Data from a source
※

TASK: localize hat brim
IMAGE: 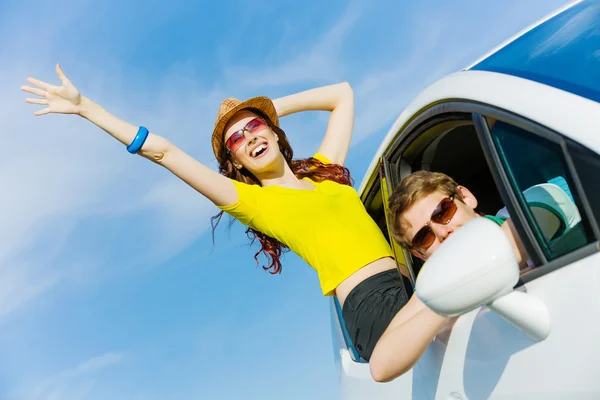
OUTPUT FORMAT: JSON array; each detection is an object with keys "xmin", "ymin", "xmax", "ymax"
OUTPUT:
[{"xmin": 212, "ymin": 96, "xmax": 279, "ymax": 162}]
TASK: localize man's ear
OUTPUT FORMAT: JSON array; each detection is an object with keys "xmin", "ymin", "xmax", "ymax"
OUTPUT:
[
  {"xmin": 410, "ymin": 249, "xmax": 427, "ymax": 261},
  {"xmin": 457, "ymin": 185, "xmax": 477, "ymax": 210}
]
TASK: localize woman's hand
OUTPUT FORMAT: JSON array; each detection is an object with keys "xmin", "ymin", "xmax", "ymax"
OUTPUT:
[{"xmin": 21, "ymin": 64, "xmax": 82, "ymax": 116}]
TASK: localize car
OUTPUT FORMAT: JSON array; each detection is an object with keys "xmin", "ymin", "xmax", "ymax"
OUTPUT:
[{"xmin": 330, "ymin": 0, "xmax": 600, "ymax": 400}]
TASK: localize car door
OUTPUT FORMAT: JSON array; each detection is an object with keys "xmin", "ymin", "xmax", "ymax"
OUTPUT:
[{"xmin": 415, "ymin": 107, "xmax": 600, "ymax": 399}]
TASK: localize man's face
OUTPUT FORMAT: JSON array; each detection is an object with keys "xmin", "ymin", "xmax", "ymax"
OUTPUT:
[{"xmin": 400, "ymin": 186, "xmax": 478, "ymax": 260}]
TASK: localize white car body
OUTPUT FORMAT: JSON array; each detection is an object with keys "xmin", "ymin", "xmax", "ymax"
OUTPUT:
[{"xmin": 331, "ymin": 0, "xmax": 600, "ymax": 400}]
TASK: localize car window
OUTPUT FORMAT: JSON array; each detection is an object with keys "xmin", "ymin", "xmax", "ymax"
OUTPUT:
[
  {"xmin": 568, "ymin": 142, "xmax": 600, "ymax": 228},
  {"xmin": 491, "ymin": 121, "xmax": 597, "ymax": 261}
]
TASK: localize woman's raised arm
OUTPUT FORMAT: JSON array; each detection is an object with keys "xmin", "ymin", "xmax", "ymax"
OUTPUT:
[
  {"xmin": 21, "ymin": 65, "xmax": 238, "ymax": 206},
  {"xmin": 273, "ymin": 82, "xmax": 354, "ymax": 165}
]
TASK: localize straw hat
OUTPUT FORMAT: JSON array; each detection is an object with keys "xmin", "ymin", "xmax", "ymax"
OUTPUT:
[{"xmin": 212, "ymin": 96, "xmax": 279, "ymax": 162}]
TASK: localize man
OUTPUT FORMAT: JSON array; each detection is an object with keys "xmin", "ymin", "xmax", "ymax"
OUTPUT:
[{"xmin": 370, "ymin": 171, "xmax": 529, "ymax": 382}]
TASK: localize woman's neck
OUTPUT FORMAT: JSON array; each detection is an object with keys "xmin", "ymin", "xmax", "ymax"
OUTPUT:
[{"xmin": 256, "ymin": 157, "xmax": 312, "ymax": 189}]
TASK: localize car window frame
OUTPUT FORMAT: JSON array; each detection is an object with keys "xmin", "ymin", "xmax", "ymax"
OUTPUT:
[
  {"xmin": 380, "ymin": 100, "xmax": 600, "ymax": 285},
  {"xmin": 473, "ymin": 109, "xmax": 600, "ymax": 283}
]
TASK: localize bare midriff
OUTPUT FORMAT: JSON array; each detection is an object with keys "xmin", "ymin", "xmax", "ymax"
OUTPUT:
[{"xmin": 335, "ymin": 257, "xmax": 400, "ymax": 307}]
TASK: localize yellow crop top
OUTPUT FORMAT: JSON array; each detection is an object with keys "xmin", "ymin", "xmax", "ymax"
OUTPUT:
[{"xmin": 219, "ymin": 153, "xmax": 393, "ymax": 296}]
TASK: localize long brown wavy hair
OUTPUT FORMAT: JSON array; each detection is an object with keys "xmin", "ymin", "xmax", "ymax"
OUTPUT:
[{"xmin": 211, "ymin": 108, "xmax": 352, "ymax": 274}]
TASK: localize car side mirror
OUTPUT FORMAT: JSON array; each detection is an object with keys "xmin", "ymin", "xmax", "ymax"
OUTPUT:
[{"xmin": 416, "ymin": 218, "xmax": 550, "ymax": 340}]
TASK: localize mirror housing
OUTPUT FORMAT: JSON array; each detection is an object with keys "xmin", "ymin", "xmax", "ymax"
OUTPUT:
[{"xmin": 416, "ymin": 218, "xmax": 550, "ymax": 340}]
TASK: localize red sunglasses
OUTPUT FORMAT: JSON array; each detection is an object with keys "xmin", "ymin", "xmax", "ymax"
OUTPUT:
[
  {"xmin": 410, "ymin": 195, "xmax": 457, "ymax": 252},
  {"xmin": 225, "ymin": 117, "xmax": 268, "ymax": 153}
]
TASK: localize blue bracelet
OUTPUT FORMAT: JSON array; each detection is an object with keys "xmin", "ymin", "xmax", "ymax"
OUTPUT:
[{"xmin": 127, "ymin": 126, "xmax": 149, "ymax": 154}]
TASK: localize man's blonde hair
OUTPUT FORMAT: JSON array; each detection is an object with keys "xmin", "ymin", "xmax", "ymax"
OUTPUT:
[{"xmin": 389, "ymin": 171, "xmax": 463, "ymax": 248}]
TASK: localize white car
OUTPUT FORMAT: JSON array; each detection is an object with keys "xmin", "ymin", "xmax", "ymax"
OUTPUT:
[{"xmin": 331, "ymin": 0, "xmax": 600, "ymax": 400}]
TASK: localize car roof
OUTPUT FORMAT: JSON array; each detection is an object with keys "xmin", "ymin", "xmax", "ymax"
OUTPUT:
[{"xmin": 359, "ymin": 0, "xmax": 600, "ymax": 193}]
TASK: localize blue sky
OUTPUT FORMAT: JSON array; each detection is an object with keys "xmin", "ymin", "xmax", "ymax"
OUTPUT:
[{"xmin": 0, "ymin": 0, "xmax": 564, "ymax": 400}]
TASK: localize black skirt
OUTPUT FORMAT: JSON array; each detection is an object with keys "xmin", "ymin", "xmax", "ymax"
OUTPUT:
[{"xmin": 342, "ymin": 269, "xmax": 413, "ymax": 361}]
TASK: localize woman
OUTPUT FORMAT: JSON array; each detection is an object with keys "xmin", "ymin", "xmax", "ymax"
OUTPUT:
[{"xmin": 22, "ymin": 65, "xmax": 411, "ymax": 360}]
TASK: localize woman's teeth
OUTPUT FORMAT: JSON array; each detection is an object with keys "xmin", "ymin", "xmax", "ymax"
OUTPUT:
[{"xmin": 252, "ymin": 144, "xmax": 267, "ymax": 157}]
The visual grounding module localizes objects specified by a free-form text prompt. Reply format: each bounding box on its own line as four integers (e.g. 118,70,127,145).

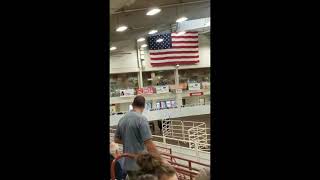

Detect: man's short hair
132,96,146,108
110,142,119,154
137,174,158,180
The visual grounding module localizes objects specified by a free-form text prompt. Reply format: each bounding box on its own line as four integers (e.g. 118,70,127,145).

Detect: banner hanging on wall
137,87,155,95
120,89,134,97
156,85,169,94
188,83,201,90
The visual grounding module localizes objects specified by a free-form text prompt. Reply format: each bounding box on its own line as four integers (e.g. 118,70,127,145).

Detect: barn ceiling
109,0,210,42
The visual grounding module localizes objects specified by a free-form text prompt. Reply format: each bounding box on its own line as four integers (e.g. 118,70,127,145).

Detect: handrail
152,135,210,146
161,153,210,167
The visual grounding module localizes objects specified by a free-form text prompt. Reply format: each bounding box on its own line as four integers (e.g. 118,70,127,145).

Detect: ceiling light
137,38,145,42
116,26,128,32
156,39,163,42
146,8,161,16
177,31,186,36
148,30,158,34
176,17,188,22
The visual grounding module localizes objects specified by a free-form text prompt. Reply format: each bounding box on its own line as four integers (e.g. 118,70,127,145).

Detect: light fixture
177,31,186,36
176,17,188,22
148,30,158,34
146,8,161,16
156,38,163,42
116,26,128,32
137,38,145,42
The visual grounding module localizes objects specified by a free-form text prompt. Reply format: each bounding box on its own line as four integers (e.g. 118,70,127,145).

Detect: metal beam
112,0,210,15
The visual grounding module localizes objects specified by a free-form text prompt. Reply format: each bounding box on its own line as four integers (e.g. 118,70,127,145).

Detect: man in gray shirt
114,96,159,180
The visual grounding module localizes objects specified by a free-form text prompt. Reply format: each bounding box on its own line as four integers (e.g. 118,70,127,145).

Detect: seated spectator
137,153,178,180
196,168,210,180
137,174,158,180
110,143,124,180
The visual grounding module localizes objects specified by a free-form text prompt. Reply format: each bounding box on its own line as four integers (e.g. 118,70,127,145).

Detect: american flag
148,32,199,66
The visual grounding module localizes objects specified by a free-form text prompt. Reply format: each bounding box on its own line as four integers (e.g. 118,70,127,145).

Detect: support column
174,65,182,107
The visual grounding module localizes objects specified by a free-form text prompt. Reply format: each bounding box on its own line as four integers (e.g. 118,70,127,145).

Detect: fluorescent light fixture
137,38,145,42
177,31,186,36
156,39,163,42
116,26,128,32
176,17,188,22
110,46,117,51
148,30,158,34
146,8,161,16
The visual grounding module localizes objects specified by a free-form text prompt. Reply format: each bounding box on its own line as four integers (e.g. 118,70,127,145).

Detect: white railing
110,130,210,164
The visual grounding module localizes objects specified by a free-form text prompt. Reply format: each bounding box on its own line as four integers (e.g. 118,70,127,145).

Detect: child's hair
137,153,176,179
137,153,162,174
137,174,158,180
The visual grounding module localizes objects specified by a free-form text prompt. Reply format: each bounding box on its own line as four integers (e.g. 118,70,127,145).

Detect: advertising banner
188,83,201,90
156,86,169,94
120,89,134,97
137,87,155,95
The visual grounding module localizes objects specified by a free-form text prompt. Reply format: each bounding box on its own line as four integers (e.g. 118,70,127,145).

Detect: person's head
137,174,158,180
137,153,162,174
196,168,210,180
110,142,120,158
137,153,178,180
155,164,178,180
132,96,146,112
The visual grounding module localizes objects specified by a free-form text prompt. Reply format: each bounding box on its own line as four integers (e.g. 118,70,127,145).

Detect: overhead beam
112,0,210,15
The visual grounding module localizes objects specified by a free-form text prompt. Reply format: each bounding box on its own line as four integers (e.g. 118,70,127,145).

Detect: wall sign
143,87,155,94
202,82,210,89
176,89,182,94
190,92,203,96
188,83,201,90
137,87,155,95
120,89,134,97
156,86,169,94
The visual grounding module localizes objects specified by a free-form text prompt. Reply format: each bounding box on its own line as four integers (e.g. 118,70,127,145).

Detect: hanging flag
148,32,199,66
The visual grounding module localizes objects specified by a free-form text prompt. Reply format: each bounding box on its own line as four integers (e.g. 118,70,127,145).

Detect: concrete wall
110,40,139,74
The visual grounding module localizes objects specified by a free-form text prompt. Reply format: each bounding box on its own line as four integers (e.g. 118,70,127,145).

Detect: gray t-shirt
115,111,152,171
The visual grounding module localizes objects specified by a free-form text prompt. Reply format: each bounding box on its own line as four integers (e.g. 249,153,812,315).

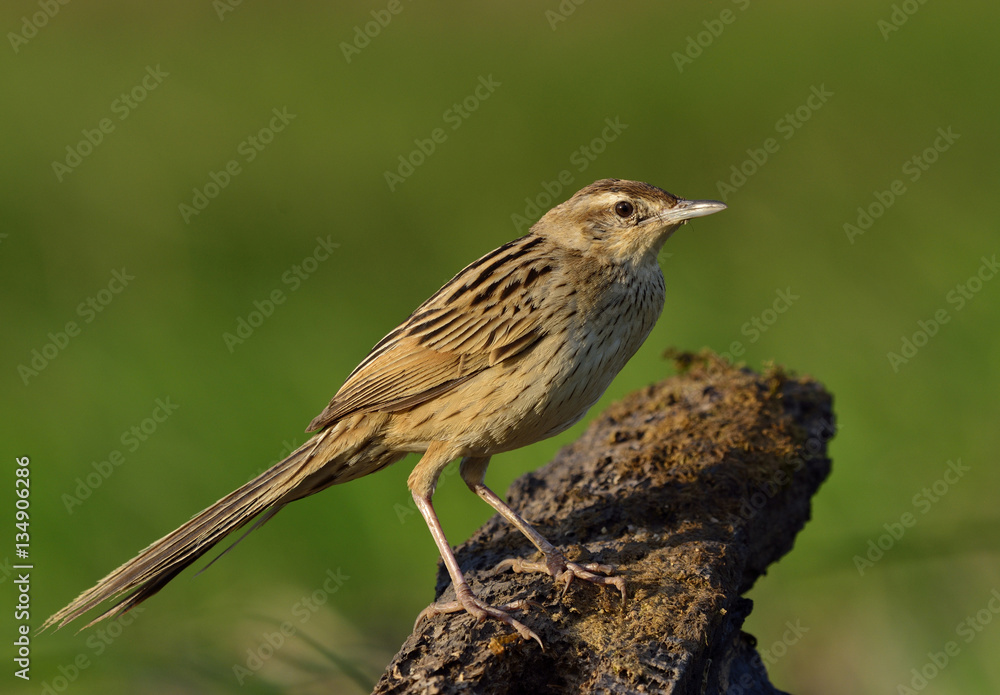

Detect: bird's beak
658,198,726,224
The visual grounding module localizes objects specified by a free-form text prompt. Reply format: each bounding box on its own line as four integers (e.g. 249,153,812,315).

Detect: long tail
42,429,362,630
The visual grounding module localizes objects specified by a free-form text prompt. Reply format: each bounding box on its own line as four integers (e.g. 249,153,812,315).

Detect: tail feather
41,430,330,630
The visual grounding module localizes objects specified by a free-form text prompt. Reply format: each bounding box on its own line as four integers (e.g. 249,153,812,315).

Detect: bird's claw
496,556,625,604
413,592,545,651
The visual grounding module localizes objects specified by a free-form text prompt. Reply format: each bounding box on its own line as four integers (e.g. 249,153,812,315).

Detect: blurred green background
0,0,1000,693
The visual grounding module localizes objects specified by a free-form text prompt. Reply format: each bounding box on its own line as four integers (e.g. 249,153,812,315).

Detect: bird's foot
413,589,545,651
496,551,625,605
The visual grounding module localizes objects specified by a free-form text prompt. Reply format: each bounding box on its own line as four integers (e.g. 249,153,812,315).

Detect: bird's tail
42,429,391,630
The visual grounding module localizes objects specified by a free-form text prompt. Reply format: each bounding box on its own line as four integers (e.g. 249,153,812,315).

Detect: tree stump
374,352,835,695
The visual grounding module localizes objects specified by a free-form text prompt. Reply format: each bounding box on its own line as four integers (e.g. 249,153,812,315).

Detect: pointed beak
658,198,726,224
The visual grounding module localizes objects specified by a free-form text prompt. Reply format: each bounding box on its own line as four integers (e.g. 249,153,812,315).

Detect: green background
0,0,1000,693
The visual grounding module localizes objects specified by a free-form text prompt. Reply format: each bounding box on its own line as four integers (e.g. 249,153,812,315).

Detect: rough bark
375,353,834,695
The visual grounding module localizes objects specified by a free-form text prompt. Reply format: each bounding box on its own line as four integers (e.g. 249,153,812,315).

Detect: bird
42,179,726,649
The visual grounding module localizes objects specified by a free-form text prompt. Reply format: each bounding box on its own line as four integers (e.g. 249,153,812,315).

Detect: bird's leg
407,442,545,649
459,456,625,601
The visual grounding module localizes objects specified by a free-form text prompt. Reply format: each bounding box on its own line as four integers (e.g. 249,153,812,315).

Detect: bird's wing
307,234,555,432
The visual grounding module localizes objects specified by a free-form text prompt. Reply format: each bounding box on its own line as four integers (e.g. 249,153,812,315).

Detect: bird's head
531,179,726,263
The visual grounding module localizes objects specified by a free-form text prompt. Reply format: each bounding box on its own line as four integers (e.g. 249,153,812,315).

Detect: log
374,352,835,695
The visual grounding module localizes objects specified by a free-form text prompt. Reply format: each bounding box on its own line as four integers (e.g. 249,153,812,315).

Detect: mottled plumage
45,179,725,639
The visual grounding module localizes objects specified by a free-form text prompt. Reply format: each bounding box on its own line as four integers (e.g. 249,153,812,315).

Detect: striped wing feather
308,235,554,432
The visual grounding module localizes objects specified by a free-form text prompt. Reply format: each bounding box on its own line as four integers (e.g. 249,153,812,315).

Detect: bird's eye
615,200,635,217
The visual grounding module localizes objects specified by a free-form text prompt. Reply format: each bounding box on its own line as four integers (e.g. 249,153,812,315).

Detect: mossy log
374,353,835,695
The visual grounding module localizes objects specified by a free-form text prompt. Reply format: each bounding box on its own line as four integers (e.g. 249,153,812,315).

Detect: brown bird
42,179,726,644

※

# What to do
Select and copy each line in the data above that contains the word "fixture". Matching is case-sensitive.

# Output of the task
Detect: light fixture
Detect: fluorescent light fixture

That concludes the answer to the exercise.